(GIVEN RECORDS)

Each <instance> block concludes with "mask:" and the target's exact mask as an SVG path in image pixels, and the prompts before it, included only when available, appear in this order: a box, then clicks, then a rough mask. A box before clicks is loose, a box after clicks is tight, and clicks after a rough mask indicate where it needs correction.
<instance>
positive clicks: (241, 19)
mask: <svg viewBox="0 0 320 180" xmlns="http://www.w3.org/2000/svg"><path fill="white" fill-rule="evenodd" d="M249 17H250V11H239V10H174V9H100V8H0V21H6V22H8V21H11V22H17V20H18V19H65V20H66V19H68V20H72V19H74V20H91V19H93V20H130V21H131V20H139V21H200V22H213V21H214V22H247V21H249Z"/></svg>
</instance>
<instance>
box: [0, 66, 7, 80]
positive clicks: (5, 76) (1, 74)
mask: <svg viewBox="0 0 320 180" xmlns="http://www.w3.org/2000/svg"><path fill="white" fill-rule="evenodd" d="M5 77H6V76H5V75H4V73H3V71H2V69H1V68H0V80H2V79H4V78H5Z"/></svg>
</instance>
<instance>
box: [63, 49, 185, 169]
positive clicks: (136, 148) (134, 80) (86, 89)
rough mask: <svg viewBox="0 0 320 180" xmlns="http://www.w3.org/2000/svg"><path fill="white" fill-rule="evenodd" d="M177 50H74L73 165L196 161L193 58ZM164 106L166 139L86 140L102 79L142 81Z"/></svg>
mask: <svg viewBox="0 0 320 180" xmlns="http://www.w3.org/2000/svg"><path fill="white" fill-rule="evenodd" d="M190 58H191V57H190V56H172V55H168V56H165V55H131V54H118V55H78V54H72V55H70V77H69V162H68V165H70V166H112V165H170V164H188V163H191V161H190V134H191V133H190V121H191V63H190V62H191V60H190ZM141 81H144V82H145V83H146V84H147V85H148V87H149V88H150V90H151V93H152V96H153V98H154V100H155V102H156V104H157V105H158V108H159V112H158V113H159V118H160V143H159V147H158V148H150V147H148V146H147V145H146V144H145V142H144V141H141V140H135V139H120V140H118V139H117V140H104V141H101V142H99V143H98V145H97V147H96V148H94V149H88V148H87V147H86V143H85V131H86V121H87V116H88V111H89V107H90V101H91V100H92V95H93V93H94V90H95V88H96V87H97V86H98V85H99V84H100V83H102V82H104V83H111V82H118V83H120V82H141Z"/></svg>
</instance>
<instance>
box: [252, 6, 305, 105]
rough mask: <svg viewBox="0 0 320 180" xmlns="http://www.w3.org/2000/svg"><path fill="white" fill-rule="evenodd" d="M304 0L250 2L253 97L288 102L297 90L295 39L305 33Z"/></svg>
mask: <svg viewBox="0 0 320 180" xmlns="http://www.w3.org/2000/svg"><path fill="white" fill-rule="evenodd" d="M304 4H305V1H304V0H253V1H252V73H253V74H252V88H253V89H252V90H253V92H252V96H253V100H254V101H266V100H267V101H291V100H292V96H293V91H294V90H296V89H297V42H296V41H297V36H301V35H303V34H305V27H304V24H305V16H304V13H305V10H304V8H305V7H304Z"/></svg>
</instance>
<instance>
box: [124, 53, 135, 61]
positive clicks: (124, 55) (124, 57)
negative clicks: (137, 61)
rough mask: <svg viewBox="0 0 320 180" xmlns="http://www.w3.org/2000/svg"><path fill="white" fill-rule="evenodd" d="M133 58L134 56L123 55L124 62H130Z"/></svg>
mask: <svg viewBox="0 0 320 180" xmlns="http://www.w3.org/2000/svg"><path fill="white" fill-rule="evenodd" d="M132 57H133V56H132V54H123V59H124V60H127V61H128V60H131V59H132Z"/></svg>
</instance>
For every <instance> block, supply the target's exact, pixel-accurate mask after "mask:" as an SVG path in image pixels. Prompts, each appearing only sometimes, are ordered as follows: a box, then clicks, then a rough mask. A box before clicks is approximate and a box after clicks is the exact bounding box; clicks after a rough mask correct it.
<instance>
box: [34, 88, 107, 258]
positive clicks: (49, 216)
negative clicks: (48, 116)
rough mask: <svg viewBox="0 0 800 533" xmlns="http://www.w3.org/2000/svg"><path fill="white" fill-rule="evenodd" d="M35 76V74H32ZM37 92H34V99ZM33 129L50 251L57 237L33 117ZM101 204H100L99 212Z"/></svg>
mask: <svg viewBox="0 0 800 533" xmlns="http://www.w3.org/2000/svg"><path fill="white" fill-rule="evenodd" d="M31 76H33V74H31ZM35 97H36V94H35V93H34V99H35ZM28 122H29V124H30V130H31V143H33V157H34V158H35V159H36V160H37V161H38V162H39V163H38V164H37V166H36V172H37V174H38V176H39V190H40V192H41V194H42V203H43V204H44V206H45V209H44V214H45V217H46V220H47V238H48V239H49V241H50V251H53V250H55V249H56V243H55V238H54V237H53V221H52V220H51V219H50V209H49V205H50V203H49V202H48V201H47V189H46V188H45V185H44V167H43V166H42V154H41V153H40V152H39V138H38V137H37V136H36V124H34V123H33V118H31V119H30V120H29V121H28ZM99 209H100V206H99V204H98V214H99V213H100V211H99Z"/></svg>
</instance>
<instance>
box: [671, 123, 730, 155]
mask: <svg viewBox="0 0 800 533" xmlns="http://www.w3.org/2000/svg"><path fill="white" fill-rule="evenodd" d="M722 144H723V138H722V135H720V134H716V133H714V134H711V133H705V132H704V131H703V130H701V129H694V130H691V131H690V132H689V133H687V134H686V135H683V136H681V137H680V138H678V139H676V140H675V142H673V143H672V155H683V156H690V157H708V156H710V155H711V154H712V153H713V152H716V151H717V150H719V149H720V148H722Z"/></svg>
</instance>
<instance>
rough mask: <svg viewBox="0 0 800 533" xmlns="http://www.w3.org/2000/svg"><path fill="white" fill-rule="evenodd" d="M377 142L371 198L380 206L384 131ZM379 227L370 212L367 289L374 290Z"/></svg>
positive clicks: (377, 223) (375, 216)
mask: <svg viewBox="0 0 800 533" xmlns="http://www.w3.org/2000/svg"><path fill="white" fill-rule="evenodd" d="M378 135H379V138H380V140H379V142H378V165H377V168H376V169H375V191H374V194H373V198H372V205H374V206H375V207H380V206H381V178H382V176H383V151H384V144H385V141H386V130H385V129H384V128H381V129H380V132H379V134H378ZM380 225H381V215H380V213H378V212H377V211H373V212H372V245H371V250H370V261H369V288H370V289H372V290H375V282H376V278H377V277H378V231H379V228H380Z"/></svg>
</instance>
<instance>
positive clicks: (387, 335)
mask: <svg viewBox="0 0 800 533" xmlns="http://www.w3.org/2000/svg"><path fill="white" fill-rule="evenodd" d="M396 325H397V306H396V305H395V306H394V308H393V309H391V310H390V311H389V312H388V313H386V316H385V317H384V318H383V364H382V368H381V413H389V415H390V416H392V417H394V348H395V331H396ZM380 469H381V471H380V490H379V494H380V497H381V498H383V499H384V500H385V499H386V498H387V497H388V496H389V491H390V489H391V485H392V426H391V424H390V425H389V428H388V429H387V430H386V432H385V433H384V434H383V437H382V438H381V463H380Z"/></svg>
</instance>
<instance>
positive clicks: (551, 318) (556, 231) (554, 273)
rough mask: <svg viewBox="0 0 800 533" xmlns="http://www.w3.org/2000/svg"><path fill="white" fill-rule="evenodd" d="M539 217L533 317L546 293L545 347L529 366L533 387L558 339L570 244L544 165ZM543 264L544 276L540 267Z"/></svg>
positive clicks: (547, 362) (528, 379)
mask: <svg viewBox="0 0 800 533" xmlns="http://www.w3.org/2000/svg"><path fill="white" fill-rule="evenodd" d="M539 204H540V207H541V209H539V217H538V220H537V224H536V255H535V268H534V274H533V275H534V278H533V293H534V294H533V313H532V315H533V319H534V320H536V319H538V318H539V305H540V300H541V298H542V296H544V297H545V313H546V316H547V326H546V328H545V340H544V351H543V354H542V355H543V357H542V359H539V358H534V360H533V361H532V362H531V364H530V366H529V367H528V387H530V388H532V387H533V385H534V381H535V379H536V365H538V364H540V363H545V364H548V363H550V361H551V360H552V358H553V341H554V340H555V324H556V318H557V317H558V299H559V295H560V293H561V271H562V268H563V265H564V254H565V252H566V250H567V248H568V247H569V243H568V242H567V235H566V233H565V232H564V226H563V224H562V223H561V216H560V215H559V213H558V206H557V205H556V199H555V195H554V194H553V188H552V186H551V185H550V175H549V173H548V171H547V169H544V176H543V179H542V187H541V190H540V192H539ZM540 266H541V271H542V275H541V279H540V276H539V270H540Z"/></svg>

(End GIVEN RECORDS)

WHAT YOU HAVE TO DO ->
Please format the items from their first line up to and including the line with "positive clicks: (241, 19)" as a Markdown table with the columns Row and Line, giving each line a row number and leaving out blank lines.

ANSWER BELOW ->
| Row | Line |
|---|---|
| 1 | Each <instance> block concludes with "mask:" and the target's exact mask as an SVG path in image pixels, and the prompts before it, included only when available, appear in this order: a box, then clicks, then a rough mask. A box before clicks is loose, a box after clicks is tight, and clicks after a rough mask indicate where it needs correction. |
| 2 | <instance> |
| 3 | positive clicks: (241, 19) |